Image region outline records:
***

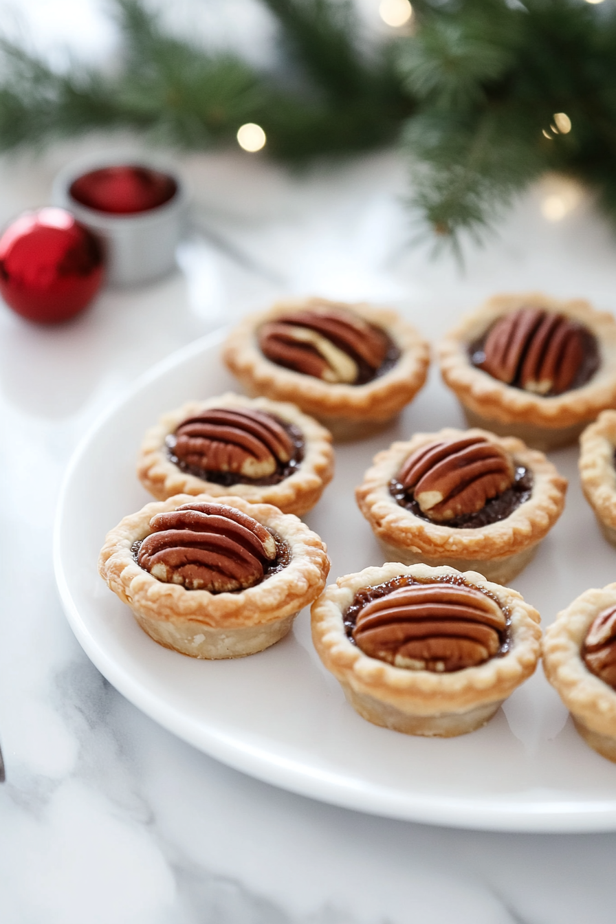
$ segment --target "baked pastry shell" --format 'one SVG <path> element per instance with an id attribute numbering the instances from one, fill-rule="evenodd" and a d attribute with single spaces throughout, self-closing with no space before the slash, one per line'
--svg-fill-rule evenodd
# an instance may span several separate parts
<path id="1" fill-rule="evenodd" d="M 221 485 L 183 471 L 169 458 L 164 441 L 183 420 L 211 407 L 254 407 L 298 427 L 304 434 L 304 458 L 297 470 L 278 484 L 270 485 Z M 248 398 L 227 392 L 203 401 L 188 401 L 181 407 L 163 414 L 143 438 L 137 461 L 137 474 L 144 488 L 161 501 L 180 493 L 205 492 L 211 497 L 233 494 L 250 504 L 273 504 L 283 513 L 300 517 L 312 509 L 333 477 L 332 434 L 311 417 L 302 414 L 296 405 L 263 397 Z"/>
<path id="2" fill-rule="evenodd" d="M 400 350 L 395 365 L 363 385 L 331 383 L 296 372 L 267 359 L 257 341 L 259 329 L 281 314 L 315 306 L 350 309 L 382 328 Z M 347 305 L 323 298 L 278 302 L 248 315 L 231 332 L 223 358 L 248 395 L 292 401 L 320 420 L 337 440 L 356 439 L 381 429 L 411 401 L 426 381 L 429 346 L 416 329 L 391 309 L 365 303 Z"/>
<path id="3" fill-rule="evenodd" d="M 604 410 L 580 437 L 582 490 L 608 541 L 616 545 L 616 410 Z"/>
<path id="4" fill-rule="evenodd" d="M 513 388 L 473 366 L 470 344 L 498 318 L 532 304 L 584 324 L 597 338 L 599 368 L 589 382 L 552 397 Z M 511 434 L 539 449 L 574 442 L 599 411 L 616 404 L 616 321 L 582 299 L 560 301 L 538 292 L 500 295 L 467 314 L 439 346 L 441 374 L 455 392 L 471 425 Z"/>
<path id="5" fill-rule="evenodd" d="M 603 757 L 616 761 L 616 690 L 592 674 L 581 650 L 590 625 L 616 605 L 616 583 L 580 594 L 546 629 L 543 669 L 572 714 L 585 740 Z"/>
<path id="6" fill-rule="evenodd" d="M 347 638 L 344 615 L 358 590 L 400 575 L 437 580 L 460 574 L 444 566 L 387 562 L 339 578 L 313 603 L 312 638 L 319 656 L 351 705 L 369 722 L 412 735 L 462 735 L 485 724 L 535 671 L 541 637 L 538 613 L 515 590 L 475 571 L 462 577 L 493 594 L 511 620 L 511 647 L 504 656 L 448 674 L 411 671 L 368 657 Z"/>
<path id="7" fill-rule="evenodd" d="M 131 547 L 151 533 L 151 517 L 199 501 L 236 507 L 273 530 L 291 549 L 288 565 L 235 593 L 187 590 L 139 567 Z M 235 658 L 272 645 L 320 593 L 329 568 L 325 544 L 296 517 L 272 505 L 210 494 L 178 494 L 147 504 L 107 533 L 99 557 L 101 577 L 130 606 L 141 628 L 160 644 L 194 658 Z"/>
<path id="8" fill-rule="evenodd" d="M 481 436 L 504 449 L 532 470 L 529 499 L 505 519 L 477 529 L 455 529 L 416 517 L 390 493 L 390 482 L 404 461 L 423 445 L 438 441 Z M 461 570 L 476 568 L 489 580 L 506 583 L 525 566 L 564 507 L 567 480 L 543 453 L 529 449 L 515 437 L 498 437 L 485 430 L 454 430 L 416 433 L 393 443 L 374 457 L 356 489 L 359 509 L 381 543 L 384 554 L 405 565 L 424 562 Z"/>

***

TASK REQUIREMENTS >> Can you reproduce every line of the records above word for word, leaving the pictures out of your answer?

FINAL RESULT >>
$ segment --target "baked pastry shell" --format 'one SVG <path> element per instance with an id attribute numbering the instances from one, fill-rule="evenodd" and a d attribute with single spaces throughout, self-closing with no space before the slash, one per line'
--svg-fill-rule evenodd
# an instance may span several separate parts
<path id="1" fill-rule="evenodd" d="M 221 485 L 183 471 L 169 458 L 164 441 L 183 420 L 211 407 L 254 407 L 298 427 L 304 434 L 304 458 L 297 470 L 278 484 L 270 485 Z M 248 398 L 227 392 L 203 401 L 188 401 L 181 407 L 163 414 L 143 438 L 137 461 L 137 474 L 144 488 L 161 501 L 180 493 L 205 492 L 211 497 L 233 494 L 250 504 L 273 504 L 283 513 L 300 517 L 312 509 L 333 477 L 332 434 L 311 417 L 302 414 L 296 405 L 263 397 Z"/>
<path id="2" fill-rule="evenodd" d="M 400 350 L 395 365 L 363 385 L 331 383 L 296 372 L 267 359 L 257 341 L 259 329 L 281 314 L 315 306 L 350 309 L 382 328 Z M 347 305 L 323 298 L 278 302 L 248 315 L 231 332 L 223 358 L 248 395 L 292 401 L 320 420 L 337 440 L 356 439 L 381 429 L 411 401 L 426 381 L 429 346 L 416 329 L 391 309 L 365 303 Z"/>
<path id="3" fill-rule="evenodd" d="M 604 410 L 580 437 L 582 490 L 608 541 L 616 545 L 616 410 Z"/>
<path id="4" fill-rule="evenodd" d="M 513 388 L 473 366 L 470 344 L 498 318 L 532 304 L 584 324 L 597 338 L 599 368 L 589 382 L 552 397 Z M 511 434 L 539 449 L 574 442 L 599 411 L 616 404 L 616 321 L 582 299 L 560 301 L 538 292 L 500 295 L 467 314 L 439 346 L 441 374 L 455 392 L 471 425 Z"/>
<path id="5" fill-rule="evenodd" d="M 603 757 L 616 761 L 616 690 L 592 674 L 581 650 L 590 625 L 616 605 L 616 583 L 580 594 L 546 629 L 543 669 L 572 714 L 585 740 Z"/>
<path id="6" fill-rule="evenodd" d="M 347 638 L 344 615 L 358 590 L 400 575 L 437 580 L 460 574 L 444 566 L 387 562 L 339 578 L 313 603 L 312 638 L 319 656 L 351 705 L 369 722 L 412 735 L 462 735 L 485 724 L 535 671 L 541 637 L 538 613 L 515 590 L 475 571 L 462 577 L 493 594 L 511 620 L 511 647 L 504 656 L 448 674 L 411 671 L 368 657 Z"/>
<path id="7" fill-rule="evenodd" d="M 131 547 L 151 533 L 151 517 L 199 501 L 236 507 L 273 530 L 291 549 L 288 565 L 235 593 L 187 590 L 139 567 Z M 235 658 L 272 645 L 320 593 L 329 568 L 325 544 L 296 517 L 272 505 L 210 494 L 178 494 L 147 504 L 107 533 L 99 557 L 101 577 L 130 606 L 141 628 L 160 644 L 194 658 Z"/>
<path id="8" fill-rule="evenodd" d="M 481 436 L 504 449 L 532 470 L 529 499 L 505 519 L 477 529 L 455 529 L 416 517 L 390 493 L 390 482 L 404 461 L 423 445 L 438 441 Z M 461 570 L 476 568 L 489 580 L 506 583 L 525 566 L 564 507 L 567 480 L 543 453 L 529 449 L 515 437 L 498 437 L 485 430 L 454 430 L 416 433 L 393 443 L 374 457 L 356 489 L 359 509 L 381 543 L 384 554 L 405 565 L 424 562 Z"/>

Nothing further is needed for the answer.